Stated goal:
Every line of the material below should be repeated exactly.

Location labeling records:
----------------------------------------
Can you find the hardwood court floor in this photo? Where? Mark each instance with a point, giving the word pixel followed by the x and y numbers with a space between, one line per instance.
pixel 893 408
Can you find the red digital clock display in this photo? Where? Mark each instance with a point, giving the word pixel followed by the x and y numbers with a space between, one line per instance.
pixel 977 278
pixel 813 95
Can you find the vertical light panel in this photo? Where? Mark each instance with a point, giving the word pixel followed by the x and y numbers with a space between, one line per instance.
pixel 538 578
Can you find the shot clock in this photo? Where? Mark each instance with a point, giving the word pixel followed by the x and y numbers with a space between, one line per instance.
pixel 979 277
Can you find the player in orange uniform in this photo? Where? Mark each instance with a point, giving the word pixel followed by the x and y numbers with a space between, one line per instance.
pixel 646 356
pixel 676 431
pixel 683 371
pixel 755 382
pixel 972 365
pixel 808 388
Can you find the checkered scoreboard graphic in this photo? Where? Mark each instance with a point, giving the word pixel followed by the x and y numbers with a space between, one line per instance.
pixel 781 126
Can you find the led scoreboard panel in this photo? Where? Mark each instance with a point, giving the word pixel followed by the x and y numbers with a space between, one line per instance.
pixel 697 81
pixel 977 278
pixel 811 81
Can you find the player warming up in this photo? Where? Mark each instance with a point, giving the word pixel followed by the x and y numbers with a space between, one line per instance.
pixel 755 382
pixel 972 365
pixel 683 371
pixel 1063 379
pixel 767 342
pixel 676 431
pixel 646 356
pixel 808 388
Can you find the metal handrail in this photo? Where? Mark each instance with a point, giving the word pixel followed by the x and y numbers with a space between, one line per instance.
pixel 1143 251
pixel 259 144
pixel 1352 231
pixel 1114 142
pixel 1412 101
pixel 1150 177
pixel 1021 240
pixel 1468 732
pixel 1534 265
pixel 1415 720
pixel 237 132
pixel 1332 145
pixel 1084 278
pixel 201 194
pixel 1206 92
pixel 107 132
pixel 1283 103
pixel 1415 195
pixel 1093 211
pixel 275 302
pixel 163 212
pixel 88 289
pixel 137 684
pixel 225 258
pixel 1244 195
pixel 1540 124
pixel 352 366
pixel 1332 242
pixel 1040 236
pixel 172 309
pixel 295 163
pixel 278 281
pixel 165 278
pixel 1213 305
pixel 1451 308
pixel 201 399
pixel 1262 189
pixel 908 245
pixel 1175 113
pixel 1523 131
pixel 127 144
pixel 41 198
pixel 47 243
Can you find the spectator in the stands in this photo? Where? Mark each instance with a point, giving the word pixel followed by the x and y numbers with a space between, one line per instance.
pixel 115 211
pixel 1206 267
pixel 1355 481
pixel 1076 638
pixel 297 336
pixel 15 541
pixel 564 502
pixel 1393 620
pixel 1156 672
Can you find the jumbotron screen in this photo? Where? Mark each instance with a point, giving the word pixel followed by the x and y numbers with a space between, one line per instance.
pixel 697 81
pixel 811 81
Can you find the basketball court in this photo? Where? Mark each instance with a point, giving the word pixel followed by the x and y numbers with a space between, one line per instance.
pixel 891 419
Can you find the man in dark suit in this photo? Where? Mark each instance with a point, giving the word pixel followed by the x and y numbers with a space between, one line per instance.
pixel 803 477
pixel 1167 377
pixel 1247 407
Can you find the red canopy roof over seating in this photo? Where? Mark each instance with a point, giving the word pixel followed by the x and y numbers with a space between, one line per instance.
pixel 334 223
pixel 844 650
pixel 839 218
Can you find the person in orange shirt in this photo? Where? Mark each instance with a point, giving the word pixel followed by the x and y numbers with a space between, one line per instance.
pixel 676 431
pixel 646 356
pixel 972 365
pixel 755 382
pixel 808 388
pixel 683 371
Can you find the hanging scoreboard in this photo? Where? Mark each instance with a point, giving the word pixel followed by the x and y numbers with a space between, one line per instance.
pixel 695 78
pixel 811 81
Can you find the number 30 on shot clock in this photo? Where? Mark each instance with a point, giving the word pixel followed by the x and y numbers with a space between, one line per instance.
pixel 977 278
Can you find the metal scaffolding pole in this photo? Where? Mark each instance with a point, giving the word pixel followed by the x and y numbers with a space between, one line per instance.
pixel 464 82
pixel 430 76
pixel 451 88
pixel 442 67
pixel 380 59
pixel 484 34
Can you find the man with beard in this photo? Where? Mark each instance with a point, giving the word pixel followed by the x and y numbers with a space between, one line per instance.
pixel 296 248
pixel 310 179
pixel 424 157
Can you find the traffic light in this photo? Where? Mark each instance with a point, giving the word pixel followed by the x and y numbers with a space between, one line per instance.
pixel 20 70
----------------------------------------
Response to this task:
Can you find the hardwood court floor in this photo? Where? Mark each instance with a point, giving the word pixel followed by the x and y numbers with a space between, one line per instance.
pixel 893 408
Can you find the red digital clock display in this photo? Where? Mark each instance with a point, giving the word pixel followed by the x and y numbers with a space between, one line per instance.
pixel 977 278
pixel 813 95
Can you find the vertical light panel in this photo? Where? Mark each instance with a point, giving the word pixel followed by the x and y numbers with a space between, one line per instance.
pixel 538 578
Can you find the shot clock in this photo? Where? Mark each instance with a point, giving the word pixel followed by the x and y numbers with a space between, one line per instance.
pixel 979 277
Can you find the player in orange uniform in this photo? Where? Mark each instance with a point, giving the word pixel followed by the x and y numbers with a space between, one line per instance.
pixel 646 356
pixel 676 431
pixel 683 371
pixel 755 382
pixel 972 365
pixel 808 388
Can you find the checkered scoreboard graphic in this photo? Where? Mark each instance with a point, giving the word pixel followed by the x and y numbers with a space between, one line per instance.
pixel 781 126
Can you find the led scoreboard panel in this photo? Where? Mark each instance with a point, giving the word pixel followed by the x and y numbers with a space between, one line per instance.
pixel 697 81
pixel 977 278
pixel 811 81
Can you find the player warming up in this photo? Where? Mark each instance with a point, giving the word pixel followed by the x and y numbers with a space between, one line per instance.
pixel 755 382
pixel 972 365
pixel 683 371
pixel 1063 379
pixel 767 342
pixel 676 431
pixel 646 356
pixel 808 388
Can you find the metal handrail in this photo? Where? Mark each instance with a point, giving the word pixel followed by the x and y numbers with a space between, one line per instance.
pixel 1143 251
pixel 259 144
pixel 1352 231
pixel 1114 142
pixel 1412 101
pixel 1150 177
pixel 1021 240
pixel 1468 732
pixel 1534 265
pixel 1415 720
pixel 237 132
pixel 1332 145
pixel 1084 278
pixel 201 194
pixel 1206 92
pixel 107 132
pixel 1283 103
pixel 1415 195
pixel 1093 211
pixel 275 302
pixel 163 212
pixel 88 289
pixel 137 684
pixel 225 258
pixel 1244 195
pixel 1540 124
pixel 352 366
pixel 1332 242
pixel 1040 236
pixel 172 309
pixel 295 163
pixel 278 281
pixel 165 278
pixel 1213 305
pixel 1451 308
pixel 201 399
pixel 1262 189
pixel 908 245
pixel 1175 113
pixel 1523 131
pixel 127 144
pixel 41 198
pixel 47 243
Can you find the spectator in the stands in this photo? Where? Mark each instance with a point, giving the word pixel followed by the x and y numbers with a space between, one line per instance.
pixel 115 211
pixel 1206 267
pixel 1355 481
pixel 1076 638
pixel 297 336
pixel 15 541
pixel 564 502
pixel 1393 620
pixel 1156 672
Can you find the jumbotron screen in this photo? Where? Mark each instance with a point, giving the word pixel followed by the x and y numbers with a space between, one line per instance.
pixel 697 81
pixel 811 81
Can you find the basketball court in this photo? Where? Mark each instance with a point, giving the word pixel followed by the x and y numbers with a space between, one line per instance.
pixel 891 419
Can you find the man in dark suit in this photo? Where? Mark each instance with a point, giving the word pixel followed by the x and y numbers with a space between, one line per instance.
pixel 803 477
pixel 1167 377
pixel 1247 407
Can you find the red canopy roof over seating in this photo? Where? Mark each instance with a point, giving the word pixel followed by the x and y numbers with a space between, one line per instance.
pixel 334 223
pixel 844 650
pixel 839 218
Can you find the person in orange shirt in this photo? Where? Mark each instance with a point, giving the word pixel followed by the x and y numbers with a space between, one line per instance.
pixel 676 431
pixel 646 356
pixel 972 365
pixel 755 382
pixel 808 388
pixel 683 371
Can you find the hanging scoreboard in this photo? Where? Mark each instance with a point, giving the word pixel followed by the x and y numbers with a space between, one line per instance.
pixel 695 78
pixel 811 81
Can you find the number 30 on shot clock in this photo? Where? Mark each instance with a point, giving the word pixel followed by the x and y numbers with a space between, one line per instance.
pixel 977 278
Can you find the metal scaffolding pole in this photo? Where? Mark each instance with a point, giving the word pixel followed by the x and y numbers with a space between, one line per instance.
pixel 464 82
pixel 430 76
pixel 451 88
pixel 442 67
pixel 380 59
pixel 484 34
Can you find the man with beard in this photo? Where? Mark each instance with a point, giving the word pixel followed by the x and y numbers with a space between, one line per instance.
pixel 296 248
pixel 310 179
pixel 424 157
Can you find the traffic light in this photo? Where? Mark each instance with a point, giving the word pixel followed by the x and y numbers with a space between, one line per instance.
pixel 20 70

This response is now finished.